• [Work required]: From the first line to the last, return the data exactly, with no pictures.

• [Information shown]:
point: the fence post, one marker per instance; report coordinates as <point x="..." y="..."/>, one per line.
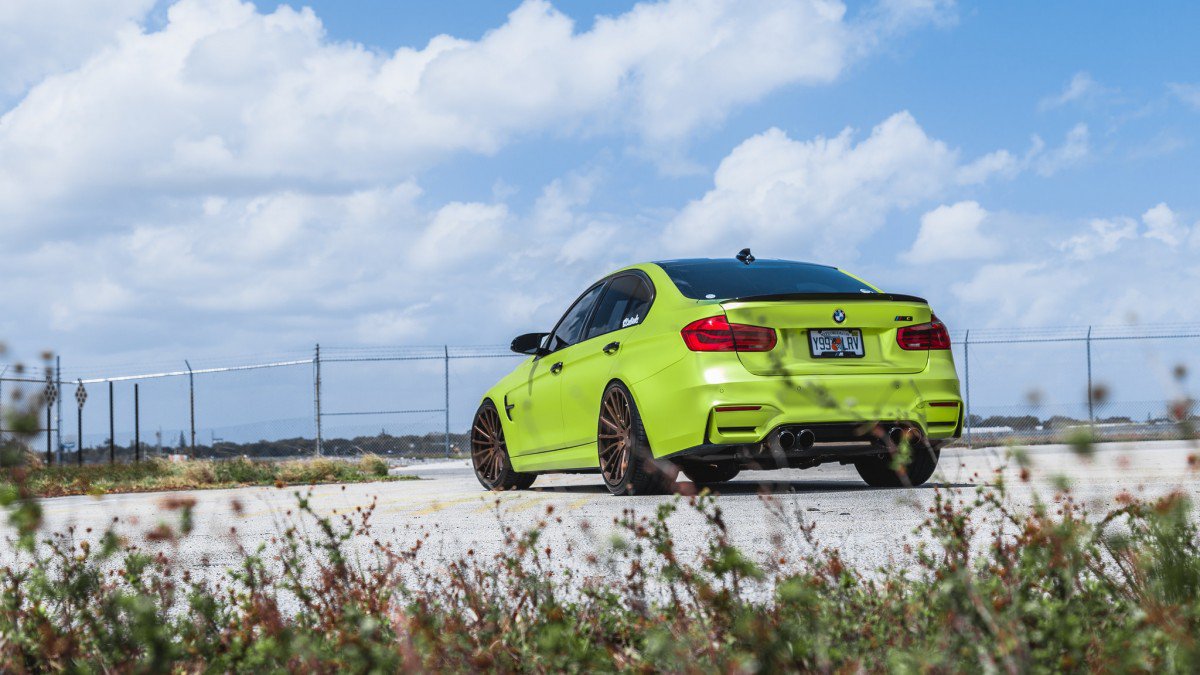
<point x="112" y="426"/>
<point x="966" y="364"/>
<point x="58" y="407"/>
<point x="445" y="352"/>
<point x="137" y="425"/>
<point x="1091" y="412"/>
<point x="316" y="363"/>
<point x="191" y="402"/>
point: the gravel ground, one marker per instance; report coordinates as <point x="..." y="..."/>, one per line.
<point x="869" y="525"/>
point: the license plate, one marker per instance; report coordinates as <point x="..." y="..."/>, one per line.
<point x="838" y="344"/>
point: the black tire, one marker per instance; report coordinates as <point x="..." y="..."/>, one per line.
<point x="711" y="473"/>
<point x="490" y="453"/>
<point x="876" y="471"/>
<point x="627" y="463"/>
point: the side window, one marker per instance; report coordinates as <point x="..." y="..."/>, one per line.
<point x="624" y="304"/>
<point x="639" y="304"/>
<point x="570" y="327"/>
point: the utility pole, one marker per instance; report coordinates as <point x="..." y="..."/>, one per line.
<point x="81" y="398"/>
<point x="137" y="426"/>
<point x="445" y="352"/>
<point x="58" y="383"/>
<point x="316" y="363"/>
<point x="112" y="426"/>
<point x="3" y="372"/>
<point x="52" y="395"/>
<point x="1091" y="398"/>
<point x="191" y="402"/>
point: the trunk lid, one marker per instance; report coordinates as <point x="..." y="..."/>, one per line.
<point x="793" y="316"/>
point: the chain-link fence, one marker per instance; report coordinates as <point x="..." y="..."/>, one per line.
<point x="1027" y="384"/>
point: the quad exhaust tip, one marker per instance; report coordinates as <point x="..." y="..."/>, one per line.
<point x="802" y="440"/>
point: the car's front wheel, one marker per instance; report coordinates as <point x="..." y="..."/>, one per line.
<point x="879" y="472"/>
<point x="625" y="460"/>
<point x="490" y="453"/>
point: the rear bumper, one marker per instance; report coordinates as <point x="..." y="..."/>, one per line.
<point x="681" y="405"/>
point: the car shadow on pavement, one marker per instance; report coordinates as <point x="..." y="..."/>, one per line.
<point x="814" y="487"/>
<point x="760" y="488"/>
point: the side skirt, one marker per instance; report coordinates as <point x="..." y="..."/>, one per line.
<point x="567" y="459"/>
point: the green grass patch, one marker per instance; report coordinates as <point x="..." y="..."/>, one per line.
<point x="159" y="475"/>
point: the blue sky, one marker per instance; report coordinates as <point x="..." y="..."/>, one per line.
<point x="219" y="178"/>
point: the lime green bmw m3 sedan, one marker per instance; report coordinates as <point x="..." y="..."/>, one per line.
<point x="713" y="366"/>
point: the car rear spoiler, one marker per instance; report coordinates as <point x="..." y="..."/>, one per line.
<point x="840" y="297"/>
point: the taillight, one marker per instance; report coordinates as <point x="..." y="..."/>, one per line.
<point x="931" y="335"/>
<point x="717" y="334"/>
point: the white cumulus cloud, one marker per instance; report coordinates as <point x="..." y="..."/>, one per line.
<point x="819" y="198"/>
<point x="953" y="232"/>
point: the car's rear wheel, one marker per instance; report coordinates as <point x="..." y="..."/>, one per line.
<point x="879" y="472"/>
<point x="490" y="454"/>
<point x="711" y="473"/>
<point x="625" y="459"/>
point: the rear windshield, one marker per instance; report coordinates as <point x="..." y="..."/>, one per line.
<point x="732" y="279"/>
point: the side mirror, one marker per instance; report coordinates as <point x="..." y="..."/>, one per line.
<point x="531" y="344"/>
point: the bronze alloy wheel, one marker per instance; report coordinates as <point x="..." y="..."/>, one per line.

• [Exercise answer]:
point: the fence post, one marker per instance; report coordinates as <point x="..." y="..."/>, one per line.
<point x="112" y="426"/>
<point x="966" y="364"/>
<point x="58" y="407"/>
<point x="445" y="352"/>
<point x="137" y="425"/>
<point x="1091" y="412"/>
<point x="316" y="363"/>
<point x="191" y="402"/>
point: the gravel ground, one marker per instance; report coordinates as <point x="..." y="..."/>, one per line.
<point x="869" y="525"/>
point: the license plate, one marker per instance; report coordinates as <point x="..." y="..."/>, one per line.
<point x="838" y="344"/>
point: the black tire, one marker per instance; report coordinates as <point x="..." y="..."/>, one per line.
<point x="711" y="473"/>
<point x="490" y="453"/>
<point x="876" y="471"/>
<point x="627" y="463"/>
point: the side window, one marker per instance; report coordinates as <point x="..." y="..."/>, one per line.
<point x="624" y="304"/>
<point x="639" y="304"/>
<point x="570" y="327"/>
point: the utility pole, one marker per instance; report coordinates as <point x="..." y="..."/>, one per line.
<point x="81" y="398"/>
<point x="137" y="426"/>
<point x="445" y="352"/>
<point x="58" y="383"/>
<point x="316" y="363"/>
<point x="112" y="426"/>
<point x="3" y="372"/>
<point x="52" y="395"/>
<point x="1091" y="398"/>
<point x="191" y="402"/>
point: the trunk lid, one marker per instance; report coordinates as <point x="..." y="..."/>, one per line.
<point x="793" y="316"/>
point: the chain-link fence, one marker per instance; report coordinates as <point x="..." y="..."/>, one per line.
<point x="1027" y="384"/>
point: the quad exhaust tip, one marker per instance; report coordinates as <point x="..." y="..."/>, one per line.
<point x="802" y="440"/>
point: the car's front wheel, one marker per instance; report coordinates as <point x="..." y="..."/>, one per line.
<point x="879" y="472"/>
<point x="625" y="460"/>
<point x="490" y="453"/>
point: the rear bumper, one marker per instance; report coordinates as <point x="..." y="..."/>, one per line.
<point x="681" y="405"/>
point: the car shadow on pavement, one marker per instance; report coordinates as <point x="..." y="..."/>, one per line.
<point x="814" y="487"/>
<point x="760" y="488"/>
point: the side skirt, one marker per instance; report coordinates as <point x="..." y="..."/>, one per line.
<point x="567" y="459"/>
point: the green grass patch, one marker per instance; report coordinates as <point x="..." y="..."/>, one per line.
<point x="159" y="475"/>
point: the blue sky, one marker per instance; report coordinates as <point x="..." y="..."/>, one per line.
<point x="219" y="178"/>
point: the lime green bmw m3 sedan, one marker per instance; report coordinates as <point x="..." y="..."/>, one per line.
<point x="713" y="366"/>
point: the car rear spoiler, one marker per instance; report coordinates as <point x="..." y="..."/>, one per line.
<point x="840" y="297"/>
point: the taillight, one marker per instance; report coordinates as <point x="..." y="..."/>, one per line.
<point x="931" y="335"/>
<point x="717" y="334"/>
point: the white cumulus cloud, one marker per instance; report coordinates as <point x="..." y="..."/>, one per line.
<point x="819" y="198"/>
<point x="953" y="232"/>
point: the car's rear wheel, one marker per instance; report coordinates as <point x="..." y="..."/>, one per line.
<point x="879" y="472"/>
<point x="490" y="454"/>
<point x="711" y="473"/>
<point x="625" y="459"/>
point: the rear windshield, one marker per instance; report coordinates as <point x="..." y="..."/>, one per line.
<point x="732" y="279"/>
point: the side mirror, one marker per instance; report coordinates as <point x="..." y="..."/>, one per line.
<point x="531" y="344"/>
point: the bronze alloy wheel, one marker per instance; report coordinates as <point x="..." y="..."/>, one per line.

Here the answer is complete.